SUPPLIED PASSAGE =
-=-=-=-=-

In [1]:
%load_ext autoreload
%autoreload 2

# wSAA

> Module description for wSAA classes

In [2]:
#| default_exp wSAA

In [3]:
#| hide
from nbdev.showdoc import *

# from nbdev.qmd import *

## Packages

In [4]:
#| export
from __future__ import annotations
from fastcore.docments import *
from fastcore.test import *
from fastcore.utils import *

import pandas as pd
import numpy as np
from sklearn.ensemble import RandomForestRegressor

from dddex.basePredictor import BasePredictor, restructureWeightsDataList

ImportError: cannot import name 'BasePredictor' from 'dddex.basePredictor' (/home/kagu/dddex/dddex/basePredictor.py)

## wSAA - Random Forest

In [None]:
#|export 

class RandomForestWSAA(RandomForestRegressor, BasePredictor):
    
    def fit(self, X, y):

        super(RandomForestRegressor, self).fit(X = X, y = y)
        
        self.y = y
        self.leafIndicesTrain = self.apply(X)
        

In [None]:
show_doc(RandomForestWSAA)

In [None]:
show_doc(RandomForestWSAA.fit)

In [None]:
#|export

@patch
def getWeightsData(self: RandomForestWSAA, 
                   X: np.ndarray, # Feature matrix of samples for which conditional density estimates are computed.
                   outputType: 'all' | # Specifies structure of output.
                               'onlyPositiveWeights' | 
                               'summarized' | 
                               'cumulativeDistribution' | 
                               'cumulativeDistributionSummarized' = 'onlyPositiveWeights', 
                   scalingList: list | np.ndarray | None = None, # List or array with same size as self.y containing floats being multiplied with self.y.
                   ):

    leafIndicesDf = self.apply(X)

    weightsDataList = list()

    for leafIndices in leafIndicesDf:
        leafComparisonMatrix = (self.leafIndicesTrain == leafIndices) * 1
        nObsInSameLeaf = np.sum(leafComparisonMatrix, axis = 0)

        # It can happen that RF decides that the best strategy is to fit no tree at
        # all and simply average all results (happens when min_child_sample is too high, for example).
        # In this case 'leafComparisonMatrix' mustn't be averaged because there has been only a single tree.
        if len(leafComparisonMatrix.shape) == 1:
            weights = leafComparisonMatrix / nObsInSameLeaf
        else:
            weights = np.mean(leafComparisonMatrix / nObsInSameLeaf, axis = 1)

        weightsPosIndex = np.where(weights > 0)[0]

        weightsDataList.append((weights[weightsPosIndex], weightsPosIndex))

    #---

    weightsDataList = restructureWeightsDataList(weightsDataList = weightsDataList, 
                                                 outputType = outputType, 
                                                 y = self.y, 
                                                 scalingList = scalingList,
                                                 equalWeights = False)

    return weightsDataList

In [None]:
show_doc(RandomForestWSAA.getWeightsData)

-=-=-=-=-

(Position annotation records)

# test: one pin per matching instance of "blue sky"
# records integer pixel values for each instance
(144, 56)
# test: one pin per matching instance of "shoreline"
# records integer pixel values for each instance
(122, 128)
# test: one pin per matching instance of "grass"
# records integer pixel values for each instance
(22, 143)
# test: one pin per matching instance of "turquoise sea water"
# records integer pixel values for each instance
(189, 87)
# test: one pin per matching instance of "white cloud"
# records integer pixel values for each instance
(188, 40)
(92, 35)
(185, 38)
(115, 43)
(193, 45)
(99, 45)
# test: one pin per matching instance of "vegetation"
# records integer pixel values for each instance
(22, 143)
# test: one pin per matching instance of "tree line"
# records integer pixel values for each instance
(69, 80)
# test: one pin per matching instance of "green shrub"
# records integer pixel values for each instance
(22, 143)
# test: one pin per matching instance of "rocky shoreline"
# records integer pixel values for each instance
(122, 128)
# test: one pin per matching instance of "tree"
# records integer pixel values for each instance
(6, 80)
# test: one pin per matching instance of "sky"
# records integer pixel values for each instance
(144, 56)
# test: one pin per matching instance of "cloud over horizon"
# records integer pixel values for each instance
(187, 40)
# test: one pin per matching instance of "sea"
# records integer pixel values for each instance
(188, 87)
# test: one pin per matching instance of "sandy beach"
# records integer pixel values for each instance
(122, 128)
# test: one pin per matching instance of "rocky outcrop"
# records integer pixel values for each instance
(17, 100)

-=-=-=-=-

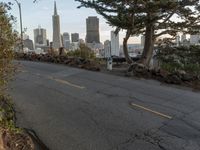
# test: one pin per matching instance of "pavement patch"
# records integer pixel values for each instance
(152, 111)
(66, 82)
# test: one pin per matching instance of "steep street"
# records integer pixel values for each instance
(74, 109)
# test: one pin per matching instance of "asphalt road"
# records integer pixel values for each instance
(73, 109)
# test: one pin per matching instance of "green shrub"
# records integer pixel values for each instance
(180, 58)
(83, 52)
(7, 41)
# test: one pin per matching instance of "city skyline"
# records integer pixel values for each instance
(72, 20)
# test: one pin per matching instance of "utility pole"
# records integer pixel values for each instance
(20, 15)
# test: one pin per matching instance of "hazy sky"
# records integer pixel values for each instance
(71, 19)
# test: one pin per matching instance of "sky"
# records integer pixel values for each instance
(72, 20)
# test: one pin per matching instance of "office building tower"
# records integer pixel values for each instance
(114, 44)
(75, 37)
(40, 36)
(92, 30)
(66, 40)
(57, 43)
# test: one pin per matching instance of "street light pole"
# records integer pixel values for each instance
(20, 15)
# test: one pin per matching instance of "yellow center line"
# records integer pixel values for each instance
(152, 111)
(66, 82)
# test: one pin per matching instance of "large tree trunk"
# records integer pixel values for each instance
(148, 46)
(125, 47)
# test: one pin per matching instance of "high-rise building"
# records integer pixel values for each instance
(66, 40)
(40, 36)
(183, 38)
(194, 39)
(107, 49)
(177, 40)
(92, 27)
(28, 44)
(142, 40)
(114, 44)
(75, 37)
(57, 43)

-=-=-=-=-

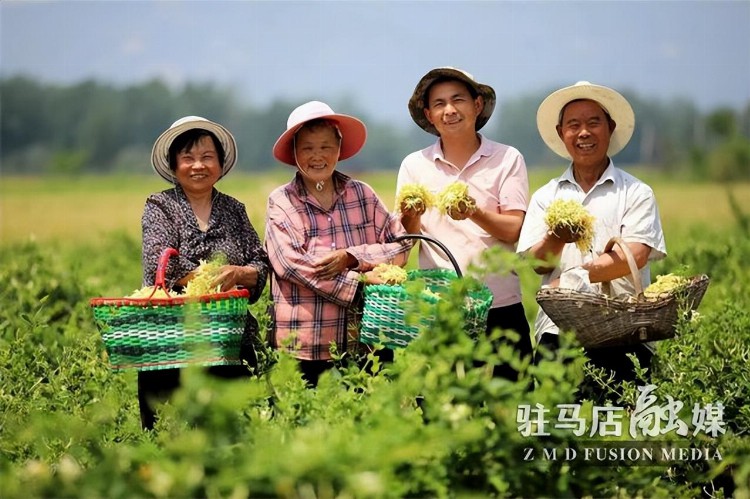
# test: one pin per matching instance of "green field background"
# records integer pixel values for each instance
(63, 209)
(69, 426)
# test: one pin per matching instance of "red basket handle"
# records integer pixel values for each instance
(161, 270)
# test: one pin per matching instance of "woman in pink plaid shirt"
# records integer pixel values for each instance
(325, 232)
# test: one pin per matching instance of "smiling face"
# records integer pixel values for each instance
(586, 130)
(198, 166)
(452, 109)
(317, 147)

-=-=-=-=-

DIRECTIONS FOR THIS TASK = From the wSAA notebook, copy word for word the section that starts with "leafIndicesDf = self.apply(X)" and goes on through "np.sum(leafComparisonMatrix, axis = 0)".

EXERCISE OUTPUT =
leafIndicesDf = self.apply(X)

    weightsDataList = list()

    for leafIndices in leafIndicesDf:
        leafComparisonMatrix = (self.leafIndicesTrain == leafIndices) * 1
        nObsInSameLeaf = np.sum(leafComparisonMatrix, axis = 0)